* _Your goal_: Scale the listing below by reproducing every line, requests included, with each polygon coordinate in the answers multiplied by 2.35 and rounded to the nearest whole number, halves rounding up.

* _Dataset extract_:
☆ ☆ ☆ ☆ ☆
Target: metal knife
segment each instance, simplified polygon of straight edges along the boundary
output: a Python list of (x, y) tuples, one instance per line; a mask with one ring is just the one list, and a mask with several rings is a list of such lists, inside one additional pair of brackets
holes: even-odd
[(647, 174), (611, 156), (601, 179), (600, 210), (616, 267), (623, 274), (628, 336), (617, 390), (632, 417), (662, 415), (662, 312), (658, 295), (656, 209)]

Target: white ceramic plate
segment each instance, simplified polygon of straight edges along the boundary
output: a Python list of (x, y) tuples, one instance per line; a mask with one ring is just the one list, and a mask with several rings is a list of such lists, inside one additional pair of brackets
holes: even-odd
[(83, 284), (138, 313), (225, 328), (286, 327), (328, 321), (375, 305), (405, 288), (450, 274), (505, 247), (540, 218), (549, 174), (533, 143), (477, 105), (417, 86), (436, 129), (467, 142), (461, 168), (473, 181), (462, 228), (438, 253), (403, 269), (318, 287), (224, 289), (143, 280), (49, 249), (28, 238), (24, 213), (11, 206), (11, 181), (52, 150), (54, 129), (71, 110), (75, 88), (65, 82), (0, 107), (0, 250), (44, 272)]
☆ ☆ ☆ ☆ ☆
* _Answer to the task_:
Target: metal knife
segment each instance, simplified polygon of straight edges along the boundary
output: a Python list of (x, y) tuples, one instance per line; a mask with one ring is just the one list, and a mask with several rings is a list of such lists, inside one additional pair of brackets
holes: even-odd
[(1520, 409), (1436, 367), (1412, 421), (1410, 494), (1448, 627), (1464, 644), (1476, 790), (1450, 917), (1485, 980), (1556, 975), (1556, 733), (1546, 693), (1542, 491)]

Target: white ceramic plate
segment each instance, simplified polygon of straight edges along the boundary
output: a Python list of (x, y) tuples, one instance per line; a mask with one ring is just the one list, and a mask with several rings is a list of such lists, inside one additional pair of brackets
holes: even-odd
[(195, 667), (324, 736), (529, 771), (672, 768), (771, 754), (881, 717), (952, 677), (1058, 644), (1187, 580), (1269, 512), (1290, 409), (1253, 336), (1121, 247), (980, 202), (1025, 303), (1097, 334), (1083, 395), (1112, 425), (1086, 536), (1029, 595), (947, 632), (747, 674), (526, 679), (336, 658), (115, 585), (66, 559), (56, 501), (26, 484), (26, 425), (122, 353), (127, 303), (167, 259), (176, 207), (153, 193), (0, 251), (0, 588), (103, 639)]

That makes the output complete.